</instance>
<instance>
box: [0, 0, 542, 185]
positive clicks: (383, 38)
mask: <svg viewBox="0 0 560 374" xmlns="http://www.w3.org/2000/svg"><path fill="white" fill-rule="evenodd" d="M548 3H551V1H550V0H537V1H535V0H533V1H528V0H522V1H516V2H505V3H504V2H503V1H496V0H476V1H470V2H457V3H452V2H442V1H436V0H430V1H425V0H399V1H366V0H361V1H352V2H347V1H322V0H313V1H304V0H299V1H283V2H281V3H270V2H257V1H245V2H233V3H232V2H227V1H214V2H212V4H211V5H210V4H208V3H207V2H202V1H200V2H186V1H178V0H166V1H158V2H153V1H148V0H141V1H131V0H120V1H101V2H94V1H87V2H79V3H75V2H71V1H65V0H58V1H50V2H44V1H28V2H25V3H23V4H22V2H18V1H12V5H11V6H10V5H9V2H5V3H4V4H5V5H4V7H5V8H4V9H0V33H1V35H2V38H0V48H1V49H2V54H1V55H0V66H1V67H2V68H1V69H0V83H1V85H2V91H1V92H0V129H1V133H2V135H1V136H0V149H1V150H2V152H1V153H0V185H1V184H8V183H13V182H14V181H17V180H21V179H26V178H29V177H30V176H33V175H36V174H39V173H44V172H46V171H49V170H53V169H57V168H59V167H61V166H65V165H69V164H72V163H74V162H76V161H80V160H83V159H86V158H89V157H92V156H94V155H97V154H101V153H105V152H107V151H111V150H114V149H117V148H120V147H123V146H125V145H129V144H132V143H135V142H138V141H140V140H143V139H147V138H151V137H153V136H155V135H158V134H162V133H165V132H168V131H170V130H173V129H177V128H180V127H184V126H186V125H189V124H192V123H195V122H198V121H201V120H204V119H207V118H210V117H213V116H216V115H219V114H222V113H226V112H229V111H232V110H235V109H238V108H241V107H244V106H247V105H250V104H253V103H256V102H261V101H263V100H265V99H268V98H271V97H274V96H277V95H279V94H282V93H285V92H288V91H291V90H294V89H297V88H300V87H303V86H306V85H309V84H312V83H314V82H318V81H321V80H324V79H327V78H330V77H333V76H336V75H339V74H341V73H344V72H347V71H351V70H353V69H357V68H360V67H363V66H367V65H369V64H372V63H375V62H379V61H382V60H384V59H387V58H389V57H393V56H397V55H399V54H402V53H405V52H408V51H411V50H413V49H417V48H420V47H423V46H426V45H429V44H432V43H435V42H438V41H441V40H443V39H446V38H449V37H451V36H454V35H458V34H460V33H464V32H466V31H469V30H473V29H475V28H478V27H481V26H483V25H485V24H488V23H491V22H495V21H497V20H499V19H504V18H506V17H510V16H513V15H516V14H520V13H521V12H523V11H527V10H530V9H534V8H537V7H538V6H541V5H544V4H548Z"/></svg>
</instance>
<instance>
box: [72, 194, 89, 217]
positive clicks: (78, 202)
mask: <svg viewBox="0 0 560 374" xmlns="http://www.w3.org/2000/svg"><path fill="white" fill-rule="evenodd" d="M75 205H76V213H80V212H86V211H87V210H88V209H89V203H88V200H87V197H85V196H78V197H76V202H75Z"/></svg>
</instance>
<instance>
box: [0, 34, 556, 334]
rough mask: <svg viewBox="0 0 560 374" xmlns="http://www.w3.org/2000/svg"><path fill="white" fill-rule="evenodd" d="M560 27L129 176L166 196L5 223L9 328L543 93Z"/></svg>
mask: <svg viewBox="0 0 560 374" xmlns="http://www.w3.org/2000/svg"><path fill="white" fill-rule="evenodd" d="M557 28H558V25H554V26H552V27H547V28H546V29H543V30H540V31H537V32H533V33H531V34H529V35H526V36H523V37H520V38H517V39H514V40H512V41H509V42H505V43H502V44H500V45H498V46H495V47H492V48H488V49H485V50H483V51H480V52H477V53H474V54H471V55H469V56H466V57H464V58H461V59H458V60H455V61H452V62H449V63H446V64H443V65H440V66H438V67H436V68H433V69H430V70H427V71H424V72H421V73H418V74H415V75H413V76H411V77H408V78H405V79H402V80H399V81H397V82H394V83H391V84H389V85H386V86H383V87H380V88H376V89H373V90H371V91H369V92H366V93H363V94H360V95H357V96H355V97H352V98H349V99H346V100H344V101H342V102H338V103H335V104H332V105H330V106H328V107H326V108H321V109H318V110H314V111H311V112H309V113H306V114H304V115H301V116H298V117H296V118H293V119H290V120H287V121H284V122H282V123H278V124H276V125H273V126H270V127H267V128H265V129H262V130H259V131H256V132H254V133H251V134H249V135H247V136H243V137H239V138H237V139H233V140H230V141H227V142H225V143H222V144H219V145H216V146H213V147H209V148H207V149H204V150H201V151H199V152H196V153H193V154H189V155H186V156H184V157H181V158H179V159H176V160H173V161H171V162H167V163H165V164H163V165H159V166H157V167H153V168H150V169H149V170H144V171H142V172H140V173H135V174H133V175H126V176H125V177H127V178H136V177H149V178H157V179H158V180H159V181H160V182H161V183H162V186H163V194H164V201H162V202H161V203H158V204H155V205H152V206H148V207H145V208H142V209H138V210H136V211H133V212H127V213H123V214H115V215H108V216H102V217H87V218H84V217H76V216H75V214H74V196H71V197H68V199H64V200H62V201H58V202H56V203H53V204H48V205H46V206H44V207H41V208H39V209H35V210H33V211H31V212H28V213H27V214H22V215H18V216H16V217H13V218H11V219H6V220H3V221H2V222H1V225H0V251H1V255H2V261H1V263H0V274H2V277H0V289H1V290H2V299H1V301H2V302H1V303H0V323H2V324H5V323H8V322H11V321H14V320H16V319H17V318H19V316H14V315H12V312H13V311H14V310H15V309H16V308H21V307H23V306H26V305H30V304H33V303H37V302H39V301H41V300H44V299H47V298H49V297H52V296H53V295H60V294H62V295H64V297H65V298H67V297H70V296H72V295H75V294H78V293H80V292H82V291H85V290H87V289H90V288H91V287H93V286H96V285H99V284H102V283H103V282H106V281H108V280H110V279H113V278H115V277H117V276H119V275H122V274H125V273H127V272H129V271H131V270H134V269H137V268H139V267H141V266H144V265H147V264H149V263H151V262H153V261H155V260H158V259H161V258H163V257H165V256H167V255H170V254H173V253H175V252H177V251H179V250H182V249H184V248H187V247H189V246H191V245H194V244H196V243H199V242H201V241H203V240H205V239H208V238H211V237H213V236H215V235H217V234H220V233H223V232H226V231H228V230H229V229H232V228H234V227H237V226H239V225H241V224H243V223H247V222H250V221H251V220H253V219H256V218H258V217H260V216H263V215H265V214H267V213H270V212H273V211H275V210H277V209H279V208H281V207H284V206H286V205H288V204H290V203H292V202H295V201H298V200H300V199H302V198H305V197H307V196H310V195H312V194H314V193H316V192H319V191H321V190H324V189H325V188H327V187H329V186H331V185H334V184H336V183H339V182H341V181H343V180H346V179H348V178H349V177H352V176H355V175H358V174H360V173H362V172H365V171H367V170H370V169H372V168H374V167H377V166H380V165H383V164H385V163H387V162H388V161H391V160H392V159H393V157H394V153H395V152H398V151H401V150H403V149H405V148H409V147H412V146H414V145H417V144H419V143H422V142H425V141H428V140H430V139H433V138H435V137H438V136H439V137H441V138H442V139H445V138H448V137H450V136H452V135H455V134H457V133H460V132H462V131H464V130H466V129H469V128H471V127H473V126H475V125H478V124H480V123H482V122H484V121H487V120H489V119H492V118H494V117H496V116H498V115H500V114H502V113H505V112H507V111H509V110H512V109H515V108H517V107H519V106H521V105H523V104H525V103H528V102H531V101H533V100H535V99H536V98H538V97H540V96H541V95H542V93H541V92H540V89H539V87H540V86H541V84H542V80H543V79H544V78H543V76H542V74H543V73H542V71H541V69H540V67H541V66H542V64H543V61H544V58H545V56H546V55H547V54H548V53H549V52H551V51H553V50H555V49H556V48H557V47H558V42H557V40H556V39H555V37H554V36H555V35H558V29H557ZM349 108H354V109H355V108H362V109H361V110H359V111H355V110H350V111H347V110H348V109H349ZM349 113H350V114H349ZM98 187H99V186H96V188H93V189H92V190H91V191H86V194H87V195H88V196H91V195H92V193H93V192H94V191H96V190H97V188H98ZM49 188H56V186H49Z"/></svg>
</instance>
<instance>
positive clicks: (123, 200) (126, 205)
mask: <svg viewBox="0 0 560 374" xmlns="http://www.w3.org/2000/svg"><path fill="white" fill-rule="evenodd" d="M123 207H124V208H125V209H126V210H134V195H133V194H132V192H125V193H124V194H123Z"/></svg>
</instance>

**What needs to be done:** Pull out each line of the listing above that contains the word "clicks", and copy those lines in their original order.

**Solution to the problem:**
positive clicks: (383, 38)
positive clicks: (78, 202)
positive clicks: (123, 200) (126, 205)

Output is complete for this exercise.